* [Task directions]:
According to the text on Caribbean contributions to Ghana, in what year did Rex Nettleford serve as cultural advisor to the Ghanaian government?

* [Document segment]:
Neville Dawes (Jamaica) taught English at the college of commerce in Kumasi. This college was later moved to Achimota and became the foundation school for the school of business at the University of Ghana (from awoonor interview). Dawes made tremendous contributions to teaching, writing, theatre, and was also an active member of Nkrumah’s CPP Party.

Uriel Valentine Campbell (Jamaica) taught law at the University of Ghana. Edward Kamau Braithwaite (Barbados) poet, taught literature in Ghana.


The earliest recorded presence of the Caribbean in government was of the West Indies soldiers, brought here by Britain to fight in the 1863 and 1874 campaigns against the Ashante (These troops were to have other far-reaching effects later) Colonial records also show a West Indian DC for Akuse between 1882 and 1895. Post-Independence, George Padmore (Jamaica), for more than a decade was Nkrumah’s advisor, and Marcus Garvey (Jamaica) had a profound ideological influence on Nkrumah who cites Garvey as his single greatest influence. The name of Ghana’s shipping line (now defunct) The Black Star Line, as well as the Black Star in Ghana’s flag are testament to their common vision for Africa.

Nkrumah’s pioneering role in promoting Pan –Africanism in Africa owes much to the influence and support of Garvey & Padmore. Roy Watts (Trinidad & Tobago) helped to pioneer the television wing of the GBC. T.RAS Makonnen (Guy) because the managing Director of Ghana’s state hotel. The world-renowned economist Sir Arthur Lewis (St Lucia) economist. Advised Nkrumah on economic policy between 1957-1963. He subsequently returned to the Caribbean after Nkrumah’s overthrow and went on in 1970-1974 to set up the Caribbean Development Bank.


Stewart McNeil (T&T) published poems in Nkrumah’s Paper called the Evening News. Rex Nettleford (Jamaica) served as cultural advisor to the Ghanaian government in 1962. Highlife owned much of its features to Caribbean factors: African-American and Caribbean soldiers and stevedores introduced genres like Calypso and Meringue to the Guinea Coast. This was amplified by the West Indian troops like the West Indian Rifles stationed at Cape Coast Castle in the mid-1800s that had a regimental band. Later these melodies found themselves incorporated or modified by emerging local bands resembling popular ensembles from America and the Caribbean.

* [Supplied data]:
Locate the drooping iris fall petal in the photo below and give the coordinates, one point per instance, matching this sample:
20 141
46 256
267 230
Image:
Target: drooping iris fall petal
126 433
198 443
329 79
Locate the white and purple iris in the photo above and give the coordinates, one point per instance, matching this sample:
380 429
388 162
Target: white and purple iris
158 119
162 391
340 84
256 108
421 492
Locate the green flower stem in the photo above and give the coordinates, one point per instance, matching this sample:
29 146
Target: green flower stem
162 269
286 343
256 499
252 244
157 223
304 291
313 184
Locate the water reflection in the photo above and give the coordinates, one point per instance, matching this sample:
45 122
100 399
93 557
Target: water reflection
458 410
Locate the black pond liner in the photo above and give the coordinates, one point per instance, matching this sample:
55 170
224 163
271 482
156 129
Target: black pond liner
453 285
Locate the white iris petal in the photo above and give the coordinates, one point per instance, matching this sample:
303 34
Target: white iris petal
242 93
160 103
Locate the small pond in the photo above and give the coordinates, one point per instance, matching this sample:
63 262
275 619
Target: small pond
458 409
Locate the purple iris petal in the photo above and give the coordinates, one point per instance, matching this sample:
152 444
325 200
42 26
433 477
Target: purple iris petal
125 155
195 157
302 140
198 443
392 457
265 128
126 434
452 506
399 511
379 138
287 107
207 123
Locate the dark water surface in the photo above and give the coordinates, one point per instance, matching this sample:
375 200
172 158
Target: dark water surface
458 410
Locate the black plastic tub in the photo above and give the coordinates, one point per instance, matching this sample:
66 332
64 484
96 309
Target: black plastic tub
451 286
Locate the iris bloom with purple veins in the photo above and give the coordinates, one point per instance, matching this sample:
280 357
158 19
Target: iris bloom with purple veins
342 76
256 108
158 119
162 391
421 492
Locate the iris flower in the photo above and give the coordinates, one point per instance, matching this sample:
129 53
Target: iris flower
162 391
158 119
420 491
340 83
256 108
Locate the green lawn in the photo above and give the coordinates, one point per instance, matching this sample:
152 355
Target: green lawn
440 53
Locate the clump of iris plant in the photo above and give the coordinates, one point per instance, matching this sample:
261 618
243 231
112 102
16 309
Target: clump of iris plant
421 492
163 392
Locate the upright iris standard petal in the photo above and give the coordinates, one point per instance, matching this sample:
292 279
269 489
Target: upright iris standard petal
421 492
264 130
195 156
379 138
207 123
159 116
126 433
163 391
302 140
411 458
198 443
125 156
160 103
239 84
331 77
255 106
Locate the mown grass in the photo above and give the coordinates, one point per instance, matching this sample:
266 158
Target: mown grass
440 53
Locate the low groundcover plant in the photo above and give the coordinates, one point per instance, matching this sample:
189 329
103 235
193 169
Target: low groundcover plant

* [Answer box]:
1962